__TASK TO CARRY OUT__
Carry on the movie review of Elysium from the point where it stops, keeping its tone and style.

__SELECTED EXCERPT__
*** Block opens ***
Set in the year 2154, Elysium is a hero’s tale about one simple man saving the world’s poor from the evil grips of the moneyed elite. The über-rich have moved off earth and live on an idyllic space station known as Elysium, looking down on the earth where the retched poor live a horrid life under the control of all watching ‘droids. Matt Damon plays Max, one of the 99% earthbound masses, who works in an android factory and is just trying to keep keep his head down and stay away from the criminals who he used to run with. But that plan is thrown for a loop when he is the victim of a radioactive industrial accident that will kill him unless he can get up to Elysium and use one of their miraculous medical machines that can cure any and all illnesses. And of course the only ones with the wherewithal to get him there are those bad guys he was trying to stay away from. Damn it!
And then there is Frey (Alice Braga), the girl Max has loved since he was a kid, who is now a saintly nurse with a dying daughter, and Max just happens to run back into her for the first time in many years when he is brought to the hospital early in the movie. And that complicates things later since those perfect health machines up above could save the kid, too. Meanwhile up in the sky, Elysium is not as paradisiacal as its name implies. Secretary of Defense Delacourt (Jody Foster) has her eye on the presidency and has teamed up with the man who has the computer codes that rule the world. But before he can deliver the information she needs, since he just happens to be on the earth when the plan is hatched, the code is taken by Max, downloaded into his head actually. Because of his radiation sickness, the crime boss has outfitted him with an exoskeleton that gives him the strength to carry on and has a nice little computer port that goes directly into his brain. So Max and his band of criminal brothers become targets on the run from the ‘droids and operatives Delacourt has dispatched to bring him and the code up to her. Think sci-fi Jason Bourne. He fights, he out-strategizes, he does what’s right.
*** Block closes ***
(Stored data entries)
*** Block opens ***
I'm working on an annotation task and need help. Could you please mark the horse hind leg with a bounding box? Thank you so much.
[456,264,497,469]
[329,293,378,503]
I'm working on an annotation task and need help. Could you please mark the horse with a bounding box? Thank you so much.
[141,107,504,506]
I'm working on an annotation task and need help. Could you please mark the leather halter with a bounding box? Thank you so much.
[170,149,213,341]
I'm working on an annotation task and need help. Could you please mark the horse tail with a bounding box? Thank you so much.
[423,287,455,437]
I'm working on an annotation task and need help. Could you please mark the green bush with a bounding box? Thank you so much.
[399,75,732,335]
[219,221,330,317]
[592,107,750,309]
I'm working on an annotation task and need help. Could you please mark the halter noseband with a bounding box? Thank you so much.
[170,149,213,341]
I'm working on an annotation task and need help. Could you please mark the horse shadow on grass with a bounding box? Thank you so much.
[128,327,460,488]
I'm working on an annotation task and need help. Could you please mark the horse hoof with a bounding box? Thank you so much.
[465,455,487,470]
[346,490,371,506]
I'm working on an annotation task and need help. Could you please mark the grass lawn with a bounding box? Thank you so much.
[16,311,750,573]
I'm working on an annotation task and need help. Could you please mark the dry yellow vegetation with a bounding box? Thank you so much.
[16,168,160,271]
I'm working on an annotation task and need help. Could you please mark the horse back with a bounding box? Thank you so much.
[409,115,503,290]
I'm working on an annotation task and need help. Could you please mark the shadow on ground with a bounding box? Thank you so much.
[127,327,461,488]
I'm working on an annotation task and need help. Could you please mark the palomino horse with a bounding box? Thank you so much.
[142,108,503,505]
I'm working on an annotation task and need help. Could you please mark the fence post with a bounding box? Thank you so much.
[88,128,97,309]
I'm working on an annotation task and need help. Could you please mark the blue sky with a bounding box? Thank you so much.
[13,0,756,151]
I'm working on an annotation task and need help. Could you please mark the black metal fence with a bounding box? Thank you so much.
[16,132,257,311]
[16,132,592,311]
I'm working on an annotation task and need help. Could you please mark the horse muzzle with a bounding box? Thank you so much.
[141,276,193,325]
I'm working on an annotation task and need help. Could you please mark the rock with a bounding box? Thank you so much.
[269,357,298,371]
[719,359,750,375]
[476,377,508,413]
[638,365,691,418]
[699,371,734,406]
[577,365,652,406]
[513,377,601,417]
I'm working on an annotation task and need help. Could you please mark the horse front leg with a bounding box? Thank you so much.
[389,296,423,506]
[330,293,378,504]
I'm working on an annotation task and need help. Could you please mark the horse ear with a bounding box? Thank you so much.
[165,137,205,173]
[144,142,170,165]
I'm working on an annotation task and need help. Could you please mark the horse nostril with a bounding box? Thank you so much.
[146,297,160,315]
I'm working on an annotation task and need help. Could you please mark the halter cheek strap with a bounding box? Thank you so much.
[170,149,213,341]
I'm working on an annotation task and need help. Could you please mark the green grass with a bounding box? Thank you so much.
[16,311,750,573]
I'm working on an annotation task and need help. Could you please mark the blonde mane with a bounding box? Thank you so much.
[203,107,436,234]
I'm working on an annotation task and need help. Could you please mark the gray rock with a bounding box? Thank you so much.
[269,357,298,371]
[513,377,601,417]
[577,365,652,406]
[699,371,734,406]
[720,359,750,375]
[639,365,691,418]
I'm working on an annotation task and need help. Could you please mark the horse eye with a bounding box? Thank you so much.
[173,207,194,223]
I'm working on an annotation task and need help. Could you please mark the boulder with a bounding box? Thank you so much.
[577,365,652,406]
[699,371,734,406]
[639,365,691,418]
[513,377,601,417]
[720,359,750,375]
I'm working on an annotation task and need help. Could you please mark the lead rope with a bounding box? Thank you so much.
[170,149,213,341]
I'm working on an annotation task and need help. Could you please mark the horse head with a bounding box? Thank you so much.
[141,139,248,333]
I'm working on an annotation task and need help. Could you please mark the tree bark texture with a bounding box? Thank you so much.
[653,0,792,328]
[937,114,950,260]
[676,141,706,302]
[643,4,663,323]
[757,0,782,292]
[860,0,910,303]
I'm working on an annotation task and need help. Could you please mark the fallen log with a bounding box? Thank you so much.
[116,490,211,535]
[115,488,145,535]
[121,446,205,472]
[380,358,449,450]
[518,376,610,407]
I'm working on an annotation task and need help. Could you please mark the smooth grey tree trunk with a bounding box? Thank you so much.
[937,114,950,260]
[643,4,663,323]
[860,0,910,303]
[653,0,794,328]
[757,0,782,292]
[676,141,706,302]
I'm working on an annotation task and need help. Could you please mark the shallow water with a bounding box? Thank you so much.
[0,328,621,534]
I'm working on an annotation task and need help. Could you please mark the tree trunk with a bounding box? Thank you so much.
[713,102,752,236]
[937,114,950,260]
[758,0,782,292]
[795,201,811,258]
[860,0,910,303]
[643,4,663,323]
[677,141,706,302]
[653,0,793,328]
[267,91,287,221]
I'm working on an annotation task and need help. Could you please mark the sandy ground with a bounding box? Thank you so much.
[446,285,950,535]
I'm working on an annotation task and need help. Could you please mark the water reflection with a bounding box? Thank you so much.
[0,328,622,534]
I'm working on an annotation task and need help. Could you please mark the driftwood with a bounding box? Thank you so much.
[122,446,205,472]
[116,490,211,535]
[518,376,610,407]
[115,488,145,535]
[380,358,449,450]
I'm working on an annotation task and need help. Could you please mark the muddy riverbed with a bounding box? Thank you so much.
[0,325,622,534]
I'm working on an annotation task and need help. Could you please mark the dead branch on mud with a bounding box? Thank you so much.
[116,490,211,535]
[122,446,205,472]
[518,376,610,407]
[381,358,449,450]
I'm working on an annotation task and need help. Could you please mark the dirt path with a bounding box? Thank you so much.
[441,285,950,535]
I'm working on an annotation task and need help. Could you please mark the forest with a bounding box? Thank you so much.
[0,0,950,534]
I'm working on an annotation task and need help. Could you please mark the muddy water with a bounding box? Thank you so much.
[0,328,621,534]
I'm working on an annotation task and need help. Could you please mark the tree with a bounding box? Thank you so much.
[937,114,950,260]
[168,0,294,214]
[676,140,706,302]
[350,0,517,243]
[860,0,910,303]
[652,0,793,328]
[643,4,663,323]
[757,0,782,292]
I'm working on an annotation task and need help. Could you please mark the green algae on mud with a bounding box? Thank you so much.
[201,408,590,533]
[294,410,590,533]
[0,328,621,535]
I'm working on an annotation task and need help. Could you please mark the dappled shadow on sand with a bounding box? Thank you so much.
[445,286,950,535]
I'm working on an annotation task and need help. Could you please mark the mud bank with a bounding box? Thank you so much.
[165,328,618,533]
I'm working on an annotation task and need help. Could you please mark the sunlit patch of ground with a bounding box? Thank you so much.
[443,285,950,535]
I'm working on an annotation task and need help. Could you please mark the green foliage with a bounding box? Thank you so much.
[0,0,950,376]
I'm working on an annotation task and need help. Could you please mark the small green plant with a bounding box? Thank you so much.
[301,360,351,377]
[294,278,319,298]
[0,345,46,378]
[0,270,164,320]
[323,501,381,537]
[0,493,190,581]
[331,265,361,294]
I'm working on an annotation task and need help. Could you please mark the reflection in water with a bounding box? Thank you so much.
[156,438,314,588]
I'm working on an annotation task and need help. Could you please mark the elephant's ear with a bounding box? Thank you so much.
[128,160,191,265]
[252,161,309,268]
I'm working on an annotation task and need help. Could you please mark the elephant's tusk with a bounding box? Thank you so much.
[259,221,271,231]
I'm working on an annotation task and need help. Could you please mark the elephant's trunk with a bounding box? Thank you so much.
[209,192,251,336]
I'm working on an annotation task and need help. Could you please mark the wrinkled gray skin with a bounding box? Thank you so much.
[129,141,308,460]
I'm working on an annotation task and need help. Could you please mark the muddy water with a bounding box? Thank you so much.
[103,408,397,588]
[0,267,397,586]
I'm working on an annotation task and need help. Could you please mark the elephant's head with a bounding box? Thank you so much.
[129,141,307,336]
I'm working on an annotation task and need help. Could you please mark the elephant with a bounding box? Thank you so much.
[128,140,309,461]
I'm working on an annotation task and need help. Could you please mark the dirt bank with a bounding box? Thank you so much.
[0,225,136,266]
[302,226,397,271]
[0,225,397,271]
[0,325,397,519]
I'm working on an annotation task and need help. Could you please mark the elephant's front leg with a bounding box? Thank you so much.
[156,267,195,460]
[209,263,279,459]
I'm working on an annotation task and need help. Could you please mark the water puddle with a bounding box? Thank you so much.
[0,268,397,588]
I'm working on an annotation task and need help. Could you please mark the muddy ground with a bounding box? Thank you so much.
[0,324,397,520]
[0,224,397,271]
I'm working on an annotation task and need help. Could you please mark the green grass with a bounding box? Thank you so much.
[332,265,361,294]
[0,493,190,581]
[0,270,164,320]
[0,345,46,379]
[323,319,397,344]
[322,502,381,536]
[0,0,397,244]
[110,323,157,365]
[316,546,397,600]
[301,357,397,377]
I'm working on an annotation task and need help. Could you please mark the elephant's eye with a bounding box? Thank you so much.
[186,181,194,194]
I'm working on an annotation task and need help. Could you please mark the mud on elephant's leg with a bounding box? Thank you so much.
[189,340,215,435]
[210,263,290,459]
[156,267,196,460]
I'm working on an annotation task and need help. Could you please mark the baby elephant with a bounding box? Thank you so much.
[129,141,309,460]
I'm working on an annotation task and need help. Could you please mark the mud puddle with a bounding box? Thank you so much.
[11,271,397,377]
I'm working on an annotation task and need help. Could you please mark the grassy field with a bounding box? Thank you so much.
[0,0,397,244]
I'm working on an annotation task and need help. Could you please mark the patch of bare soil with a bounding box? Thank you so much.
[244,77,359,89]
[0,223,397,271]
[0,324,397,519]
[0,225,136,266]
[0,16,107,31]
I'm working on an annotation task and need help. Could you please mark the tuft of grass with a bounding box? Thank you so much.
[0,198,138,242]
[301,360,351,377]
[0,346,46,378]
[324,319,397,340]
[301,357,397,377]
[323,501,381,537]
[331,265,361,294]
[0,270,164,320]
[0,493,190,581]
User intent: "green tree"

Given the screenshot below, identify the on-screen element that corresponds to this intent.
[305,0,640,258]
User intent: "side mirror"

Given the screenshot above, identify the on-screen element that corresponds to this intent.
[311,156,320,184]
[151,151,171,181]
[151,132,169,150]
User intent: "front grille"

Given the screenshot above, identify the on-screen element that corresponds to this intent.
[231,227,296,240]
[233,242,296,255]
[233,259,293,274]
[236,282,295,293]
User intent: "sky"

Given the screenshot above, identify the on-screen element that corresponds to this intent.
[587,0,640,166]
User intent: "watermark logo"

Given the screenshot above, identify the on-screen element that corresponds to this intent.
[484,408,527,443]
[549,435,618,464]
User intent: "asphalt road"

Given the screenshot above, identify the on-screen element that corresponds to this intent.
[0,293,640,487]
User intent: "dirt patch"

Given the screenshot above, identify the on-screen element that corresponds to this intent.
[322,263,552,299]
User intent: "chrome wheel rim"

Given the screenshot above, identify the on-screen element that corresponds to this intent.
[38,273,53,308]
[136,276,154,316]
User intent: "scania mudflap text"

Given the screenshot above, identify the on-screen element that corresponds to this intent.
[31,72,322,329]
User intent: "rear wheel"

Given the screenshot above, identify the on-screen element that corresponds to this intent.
*** Block closes ***
__ANSWER AREA__
Neill Blomkamp wrote and directed Elysium. His first film, District 9, dealt with the same theme, the unfair power relationships between the rich and poor. I think it did a much better job, but what both do well is create a visually convincing world for the moral battle to be played out on. The impoverished earth scenes were actually filmed in the slums of Mexico City. And the space station Elysium could be any of our current playgrounds of the rich and famous: Beverly Hills, Dubai, Saint Tropez. The elite speak alternately in French and what is probably supposed to sound like some future sort of upper-crust English; the poor, in early 21st century vernacular English and Spanish. It is a world without shades of gray. The actors are all fine and the visuals pretty phenomenal, but the film’s heavy-handed and very timely political statements are too close to the surface for me. And there are also quite a few logic problems that take you out of the story. Elysium is entertaining, but there are way too many fight scenes, and I was left wishing the script had been up to the caliber of the visuals.
(And what were they thinking with that accent they gave Jody Foster?)